# Teks yang ditampilkan
########
Ia menjalani tahun pertamanya di Poso dengan kesederhanaan. Ia tinggal bersama para pembuat dan penjual roti. Karena itulah, ia ikut belajar membuat roti. Setelah berkeluarga, ia dan istrinya, Nopi Pahriawani, membuka usaha pembuatan roti untuk menambah penghasilan.
”Jadi guru itu gajinya masih kecil, tapi banyak waktu luang yang bisa kita gunakan. Saya ingat pesan bapak, lebih baik punggung hitam terbakar matahari (karena kerja) daripada perut melilit kelaparan,” katanya.
Setiap pagi, sebelum menuju sekolah, Jiji mengantar roti buatan istrinya ke beberapa toko atau pelanggannya. Dari usaha roti ditambah gaji sebagai guru, mereka bisa hidup lebih layak, membangun rumah, bahkan membeli mobil. ”Di rantau, hidup kami sudah cukup baik, kami betah,” kenang Jiji.
########
# Entri yang diberikan
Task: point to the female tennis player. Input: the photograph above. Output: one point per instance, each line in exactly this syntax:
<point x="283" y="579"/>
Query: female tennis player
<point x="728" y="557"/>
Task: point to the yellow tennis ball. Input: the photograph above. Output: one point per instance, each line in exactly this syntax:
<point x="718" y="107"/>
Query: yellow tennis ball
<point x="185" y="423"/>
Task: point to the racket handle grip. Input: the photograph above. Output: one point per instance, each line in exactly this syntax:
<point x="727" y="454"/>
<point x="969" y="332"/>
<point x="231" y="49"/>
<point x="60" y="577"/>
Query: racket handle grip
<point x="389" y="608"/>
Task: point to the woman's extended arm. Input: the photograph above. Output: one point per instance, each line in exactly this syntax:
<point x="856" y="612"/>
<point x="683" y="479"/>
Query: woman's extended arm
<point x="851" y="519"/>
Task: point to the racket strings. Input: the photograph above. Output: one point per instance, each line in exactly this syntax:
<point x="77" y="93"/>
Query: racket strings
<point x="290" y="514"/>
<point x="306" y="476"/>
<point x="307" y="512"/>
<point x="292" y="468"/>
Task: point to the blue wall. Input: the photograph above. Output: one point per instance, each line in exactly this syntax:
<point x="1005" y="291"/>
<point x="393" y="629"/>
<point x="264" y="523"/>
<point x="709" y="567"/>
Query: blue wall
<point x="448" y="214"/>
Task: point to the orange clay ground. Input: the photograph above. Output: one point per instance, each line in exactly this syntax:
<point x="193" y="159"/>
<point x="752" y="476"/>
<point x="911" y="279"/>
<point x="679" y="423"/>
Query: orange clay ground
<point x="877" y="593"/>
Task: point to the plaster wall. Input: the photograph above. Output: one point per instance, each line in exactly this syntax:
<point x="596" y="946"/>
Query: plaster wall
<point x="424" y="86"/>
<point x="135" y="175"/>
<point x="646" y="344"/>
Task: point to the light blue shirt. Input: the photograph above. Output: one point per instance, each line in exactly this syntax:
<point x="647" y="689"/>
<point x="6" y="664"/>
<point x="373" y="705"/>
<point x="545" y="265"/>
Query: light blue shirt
########
# Tugas singkat A
Sajikan baris-baris entri dari baris yang memuat "Task: point to the light" sampai akhir entri sebagai tabel Markdown dengan kolom "No" dan "Baris", tanpa baris kosong.
# Tugas singkat B
Teruskan teks tentang Jiji mulai setelah kalimat terakhirnya.
Teks tentang Jiji dan entri di atas sama sekali tidak berhubungan.

# Jawaban A
| No | Baris |
|---|---|
| 1 | Task: point to the light blue shirt. Input: the photograph above. Output: one point per instance, each line in exactly this syntax: |
| 2 | <point x="647" y="689"/> |
| 3 | <point x="6" y="664"/> |
| 4 | <point x="373" y="705"/> |
| 5 | <point x="545" y="265"/> |
| 6 | Query: light blue shirt |

# Jawaban B
Namun, kehidupan mereka tiba-tiba porak-poranda ketika pecah konflik Poso mulai akhir 1998 dan memuncak tahun 2000-an. Ia menceritakan, situasi akibat konflik horizontal di Poso itu sangat panas. Hanya lantaran berbeda agama, orang baku bunuh.
Dalam situasi kacau, Jiji dan keluarga memutuskan lari dari Poso. Saat itu, untuk keluar dari Poso bukan perkara mudah. Ia dan dua anaknya yang masih kecil mesti berjalan kaki menyusuri rute Jiji saat mengantar roti. Pertimbangannya, masyarakat di jalur itu sudah mengenalnya dan cinta damai. Meski sebagian berbeda agama, mereka melindungi dan menyelamatkan Jiji sekeluarga.
”Kalau saat itu saya tidak berani mengambil keputusan untuk keluar dan melalui jalan tersebut, saya sekeluarga kemungkinkan sudah mati saat pemukiman kami diserbu,” lanjut Jiji.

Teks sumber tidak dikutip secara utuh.